Position annotation records:

========

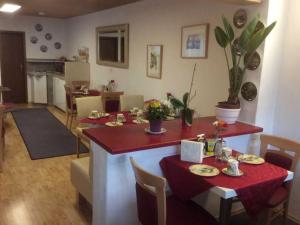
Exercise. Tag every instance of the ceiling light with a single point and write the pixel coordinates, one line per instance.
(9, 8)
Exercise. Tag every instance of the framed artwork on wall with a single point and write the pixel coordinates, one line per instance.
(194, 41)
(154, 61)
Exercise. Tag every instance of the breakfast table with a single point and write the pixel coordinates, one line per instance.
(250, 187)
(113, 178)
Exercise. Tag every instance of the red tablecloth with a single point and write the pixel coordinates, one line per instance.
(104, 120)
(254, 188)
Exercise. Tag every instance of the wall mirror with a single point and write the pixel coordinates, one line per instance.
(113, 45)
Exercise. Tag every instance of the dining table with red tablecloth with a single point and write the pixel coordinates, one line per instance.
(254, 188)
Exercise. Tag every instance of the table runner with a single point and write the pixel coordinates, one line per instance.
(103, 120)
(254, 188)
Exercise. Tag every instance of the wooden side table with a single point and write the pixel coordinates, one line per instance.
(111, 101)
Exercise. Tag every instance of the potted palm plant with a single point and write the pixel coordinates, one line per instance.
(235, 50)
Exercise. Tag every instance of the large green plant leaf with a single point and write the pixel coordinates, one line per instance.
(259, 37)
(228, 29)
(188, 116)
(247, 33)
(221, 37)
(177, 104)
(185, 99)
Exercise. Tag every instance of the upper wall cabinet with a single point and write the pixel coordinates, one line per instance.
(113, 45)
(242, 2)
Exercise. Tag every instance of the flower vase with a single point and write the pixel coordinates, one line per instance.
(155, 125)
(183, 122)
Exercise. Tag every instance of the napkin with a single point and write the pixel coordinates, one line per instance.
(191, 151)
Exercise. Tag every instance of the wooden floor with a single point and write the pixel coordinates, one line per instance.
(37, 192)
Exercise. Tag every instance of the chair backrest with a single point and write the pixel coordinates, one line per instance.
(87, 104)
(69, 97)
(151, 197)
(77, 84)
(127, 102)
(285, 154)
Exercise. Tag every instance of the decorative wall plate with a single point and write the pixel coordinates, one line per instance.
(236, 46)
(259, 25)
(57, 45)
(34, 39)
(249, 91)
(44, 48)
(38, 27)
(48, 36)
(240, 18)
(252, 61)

========

* **Task statement**: Render the lines above as a numbered list, omitting blank lines and leaving the pictures out of the answer.

* **Final answer**:
1. Exercise. Tag every instance of the ceiling light with a single point and write the pixel coordinates, one line per instance.
2. (9, 8)
3. Exercise. Tag every instance of the framed artwork on wall with a single point and write the pixel coordinates, one line per instance.
4. (194, 41)
5. (154, 61)
6. Exercise. Tag every instance of the breakfast table with a single point and write the pixel coordinates, one line per instance.
7. (250, 187)
8. (113, 178)
9. Exercise. Tag every instance of the red tablecloth with a single point and write the pixel coordinates, one line per instance.
10. (104, 120)
11. (254, 188)
12. Exercise. Tag every instance of the wall mirror with a single point and write the pixel coordinates, one line per instance.
13. (113, 45)
14. Exercise. Tag every instance of the dining table with red tablecloth with a single point and write the pixel coordinates, one line per instance.
15. (254, 188)
16. Exercise. Tag every instance of the table runner with a single point and write the pixel coordinates, one line per instance.
17. (103, 120)
18. (254, 188)
19. Exercise. Tag every instance of the wooden side table with a single point and write the pixel coordinates, one line per instance.
20. (111, 101)
21. Exercise. Tag every instance of the potted palm plant with a single point and write the pixel coordinates, one line per instance.
22. (235, 50)
23. Exercise. Tag every instance of the large green plant leaf with a single point and write the pixel coordinates, one line per instance.
24. (259, 37)
25. (228, 29)
26. (188, 116)
27. (247, 33)
28. (221, 37)
29. (177, 104)
30. (185, 99)
31. Exercise. Tag every instance of the upper wall cabinet with a single point and write the pixel coordinates, one line per instance.
32. (113, 45)
33. (242, 2)
34. Exercise. Tag every instance of the flower vase with a single point and write the pixel coordinates, one line per instance.
35. (155, 125)
36. (183, 122)
37. Exercise. Tag every instance of the napkin with a single point and write the pixel coordinates, one line per instance.
38. (191, 151)
39. Exercise. Tag every instance of the wooden floor with a single point and write the pixel coordinates, one line per instance.
40. (37, 192)
41. Exercise. Tag every instance of the chair backrest with a single point and write the pixel coordinates, one line per instance.
42. (87, 104)
43. (69, 97)
44. (151, 197)
45. (77, 84)
46. (127, 102)
47. (285, 154)
48. Exercise. Tag every instance of the decorative wall plate with a single point and write the pixel coordinates, one line per instance.
49. (236, 46)
50. (259, 25)
51. (57, 45)
52. (34, 39)
53. (249, 91)
54. (44, 48)
55. (38, 27)
56. (48, 36)
57. (240, 18)
58. (252, 61)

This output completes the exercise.